_Document extract_
┏━━

Finally, upload the point to our Qdrant collection. A collection is a structure in Qdrant where we keep a set of points (vectors) among which we can do operations like search.

But before doing all the steps mentioned above, we need to initialize the qdrant client and make a collection. Since we use mistral-embed, the embedding size is 1024. This can vary when using different embedding models.

Python

qdrant_client = QdrantClient(url=QDRANT_SERVER_URL)
embedding_size = 1024

qdrant_client.create_collection(
    collection_name=COLLECTION_NAME,
    vectors_config=models.VectorParams(
        size=embedding_size,
        distance=models.Distance.COSINE,
    ),
)

# make a simple function to create mini batches

def make_mini_batches(lst, batch_size):
    return [lst[i:i + batch_size] for i in range(0, len(lst), batch_size)]

# Function to iterate over batches, get embeddings and upload

batch_size=8
document_batches = make_mini_batches(dataset, batch_size=batch_size)
start_idx = 0


for batch in tqdm(document_batches, total=len(document_batches)):
    points = []
    docs_to_pass = [b["abstract"] for b in batch]
    embeddings = get_embeddings(premai_vectorizer, documents=docs_to_pass)
    for idx, (document, embedding) in enumerate(zip(batch, embeddings)):
        points.append(
            models.PointStruct(id=idx+start_idx, vector=embedding, payload=document)
        )
    qdrant_client.upload_points(collection_name=COLLECTION_NAME, points=points)
    start_idx += batch_size
print("All Uploaded")

┗━━

_Requirement 1_
In the Qdrant setup text, what embedding size results from using mistral-embed?
_Requirement 2_
Rewrite the Qdrant setup text between "Finally, upload the" and "qdrant_client = QdrantClient(url=QDRANT_SERVER_URL)", inclusive, replacing "mistral-embed" with "our chosen embedding model".

_Data excerpts_
┏━━

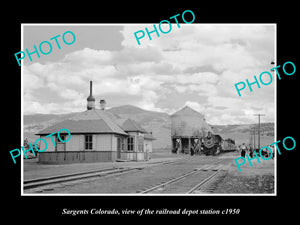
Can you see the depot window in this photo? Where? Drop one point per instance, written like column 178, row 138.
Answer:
column 88, row 142
column 130, row 143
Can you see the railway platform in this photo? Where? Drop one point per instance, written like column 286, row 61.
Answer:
column 34, row 170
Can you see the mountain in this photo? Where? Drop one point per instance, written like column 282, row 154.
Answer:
column 156, row 122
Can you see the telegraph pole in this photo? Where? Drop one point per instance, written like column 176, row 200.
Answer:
column 253, row 133
column 259, row 115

┗━━

_Answer section 1_
1024

_Answer section 2_
Finally, upload the point to our Qdrant collection. A collection is a structure in Qdrant where we keep a set of points (vectors) among which we can do operations like search.

But before doing all the steps mentioned above, we need to initialize the qdrant client and make a collection. Since we use our chosen embedding model, the embedding size is 1024. This can vary when using different embedding models.

Python

qdrant_client = QdrantClient(url=QDRANT_SERVER_URL)